LISTED RECORDS ::
* * * * * * * * *
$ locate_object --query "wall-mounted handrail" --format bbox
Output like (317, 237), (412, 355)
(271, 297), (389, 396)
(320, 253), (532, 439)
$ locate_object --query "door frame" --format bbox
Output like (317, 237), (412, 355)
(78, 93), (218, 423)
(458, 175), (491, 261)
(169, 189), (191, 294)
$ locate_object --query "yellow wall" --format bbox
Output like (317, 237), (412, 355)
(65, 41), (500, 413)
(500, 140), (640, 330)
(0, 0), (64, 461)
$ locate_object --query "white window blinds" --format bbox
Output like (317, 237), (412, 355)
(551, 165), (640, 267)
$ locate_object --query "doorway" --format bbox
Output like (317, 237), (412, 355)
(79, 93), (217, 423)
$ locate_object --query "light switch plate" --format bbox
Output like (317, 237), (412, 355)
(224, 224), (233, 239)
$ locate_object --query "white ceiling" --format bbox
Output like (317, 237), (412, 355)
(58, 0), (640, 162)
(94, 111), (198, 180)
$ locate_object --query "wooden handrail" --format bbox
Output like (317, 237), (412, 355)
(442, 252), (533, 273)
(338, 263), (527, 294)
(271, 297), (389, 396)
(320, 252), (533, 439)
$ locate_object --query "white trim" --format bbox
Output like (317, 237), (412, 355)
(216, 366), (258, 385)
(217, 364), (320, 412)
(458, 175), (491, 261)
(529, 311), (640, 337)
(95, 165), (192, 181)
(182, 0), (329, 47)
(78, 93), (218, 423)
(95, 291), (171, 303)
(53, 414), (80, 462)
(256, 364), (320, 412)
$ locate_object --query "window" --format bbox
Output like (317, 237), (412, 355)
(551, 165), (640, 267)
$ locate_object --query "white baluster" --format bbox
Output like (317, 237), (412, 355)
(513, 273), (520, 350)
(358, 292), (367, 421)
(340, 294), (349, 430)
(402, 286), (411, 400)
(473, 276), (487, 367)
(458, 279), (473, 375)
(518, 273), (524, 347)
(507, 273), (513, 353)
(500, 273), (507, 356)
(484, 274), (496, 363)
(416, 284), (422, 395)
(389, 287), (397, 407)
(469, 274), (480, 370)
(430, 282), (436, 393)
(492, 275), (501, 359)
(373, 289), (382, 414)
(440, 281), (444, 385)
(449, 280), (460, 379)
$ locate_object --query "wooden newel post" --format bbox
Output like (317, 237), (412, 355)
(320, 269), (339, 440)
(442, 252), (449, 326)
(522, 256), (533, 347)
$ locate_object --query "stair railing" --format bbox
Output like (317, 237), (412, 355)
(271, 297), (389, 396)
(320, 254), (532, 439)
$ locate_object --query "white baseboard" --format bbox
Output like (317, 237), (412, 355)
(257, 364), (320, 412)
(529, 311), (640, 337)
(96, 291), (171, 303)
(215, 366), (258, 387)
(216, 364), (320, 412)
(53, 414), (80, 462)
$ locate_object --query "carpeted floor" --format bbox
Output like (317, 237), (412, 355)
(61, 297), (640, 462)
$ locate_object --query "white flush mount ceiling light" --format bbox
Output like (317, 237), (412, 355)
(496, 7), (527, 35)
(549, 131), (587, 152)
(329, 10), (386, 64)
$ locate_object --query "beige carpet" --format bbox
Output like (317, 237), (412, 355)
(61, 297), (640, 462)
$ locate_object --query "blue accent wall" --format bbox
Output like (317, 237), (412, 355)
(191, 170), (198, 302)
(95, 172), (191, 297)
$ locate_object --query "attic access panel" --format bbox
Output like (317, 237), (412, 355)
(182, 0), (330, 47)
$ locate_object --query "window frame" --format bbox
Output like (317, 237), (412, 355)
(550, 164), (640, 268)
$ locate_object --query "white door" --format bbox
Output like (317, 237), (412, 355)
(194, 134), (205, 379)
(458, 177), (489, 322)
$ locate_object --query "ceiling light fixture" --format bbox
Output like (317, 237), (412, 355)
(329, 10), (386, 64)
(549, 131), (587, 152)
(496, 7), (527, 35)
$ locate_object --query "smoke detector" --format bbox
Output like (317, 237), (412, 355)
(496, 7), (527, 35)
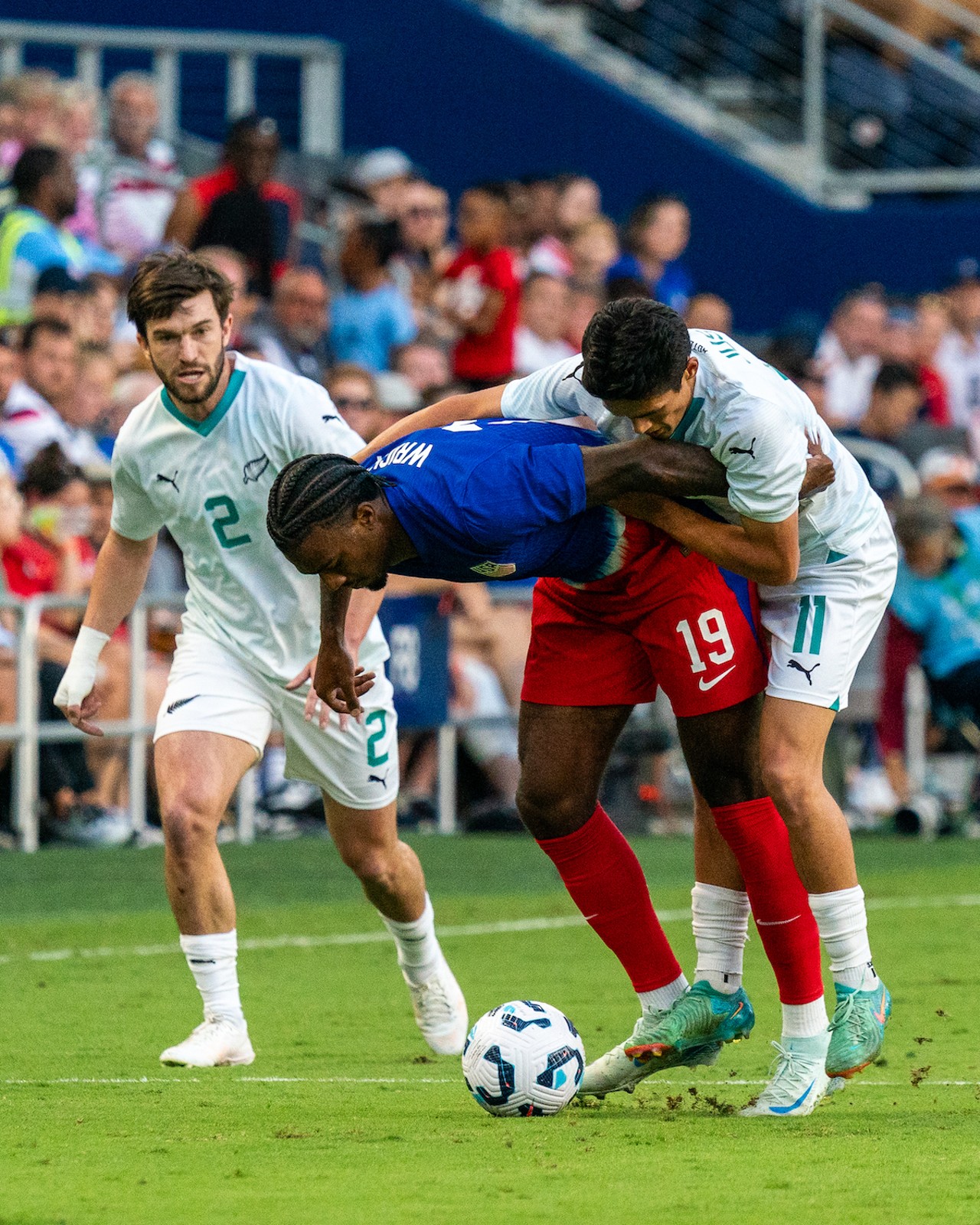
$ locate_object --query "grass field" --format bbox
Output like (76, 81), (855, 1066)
(0, 838), (980, 1225)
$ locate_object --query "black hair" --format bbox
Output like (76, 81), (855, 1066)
(266, 455), (394, 553)
(463, 179), (511, 208)
(10, 145), (64, 204)
(582, 298), (691, 400)
(21, 315), (74, 353)
(359, 217), (402, 268)
(874, 361), (923, 396)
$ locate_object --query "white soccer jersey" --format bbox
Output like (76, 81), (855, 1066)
(502, 328), (886, 571)
(113, 353), (387, 682)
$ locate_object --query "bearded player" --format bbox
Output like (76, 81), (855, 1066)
(55, 253), (467, 1067)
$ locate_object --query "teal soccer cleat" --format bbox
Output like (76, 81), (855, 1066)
(827, 982), (892, 1080)
(626, 980), (756, 1062)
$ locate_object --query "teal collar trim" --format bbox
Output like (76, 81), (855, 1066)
(161, 370), (245, 439)
(670, 396), (704, 443)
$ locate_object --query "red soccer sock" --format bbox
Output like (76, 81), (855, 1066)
(537, 804), (681, 992)
(712, 796), (823, 1004)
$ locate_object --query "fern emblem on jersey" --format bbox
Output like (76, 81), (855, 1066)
(469, 561), (517, 578)
(241, 455), (268, 485)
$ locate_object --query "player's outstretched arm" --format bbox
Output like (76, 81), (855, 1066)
(354, 384), (504, 463)
(54, 531), (157, 737)
(582, 436), (727, 506)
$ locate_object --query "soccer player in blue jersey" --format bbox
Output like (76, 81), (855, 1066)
(268, 421), (842, 1113)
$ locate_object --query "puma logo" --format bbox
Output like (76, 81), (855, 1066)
(241, 455), (268, 485)
(167, 694), (201, 714)
(727, 439), (756, 459)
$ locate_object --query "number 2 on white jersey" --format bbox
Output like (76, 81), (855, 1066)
(678, 609), (735, 672)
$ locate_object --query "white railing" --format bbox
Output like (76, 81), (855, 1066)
(0, 21), (343, 157)
(0, 596), (255, 851)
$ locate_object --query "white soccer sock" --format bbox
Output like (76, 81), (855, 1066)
(810, 884), (878, 991)
(637, 974), (688, 1012)
(180, 931), (245, 1025)
(377, 893), (443, 986)
(782, 996), (831, 1045)
(691, 880), (749, 995)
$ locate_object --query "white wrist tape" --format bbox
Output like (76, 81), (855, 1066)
* * * * * * * * *
DIRECTIONS FOR THIS TASK ::
Copy the listing from its first line down to and including the line containing "(169, 189), (191, 294)", substituting "door casing" for "door frame" and leaving all else unchanged.

SOLUTION FOR THIS TASK ::
$ locate_object --query "wall-mounted handrail" --format bbox
Output like (317, 237), (412, 355)
(271, 297), (389, 396)
(320, 253), (532, 439)
$ locate_object --query "door casing" --format bbox
Output like (317, 237), (412, 355)
(78, 93), (218, 423)
(458, 175), (491, 261)
(169, 189), (191, 294)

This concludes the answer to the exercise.